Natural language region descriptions
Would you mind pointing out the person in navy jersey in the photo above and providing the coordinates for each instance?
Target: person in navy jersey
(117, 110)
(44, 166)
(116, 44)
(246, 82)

- **Problem description**
Could you output the records in full, exactly as written?

- **Exercise solution**
Would you mind pointing out the person in navy jersey in the photo above and providing the coordinates for each instance?
Target: person in navy jersey
(117, 110)
(44, 166)
(116, 44)
(246, 82)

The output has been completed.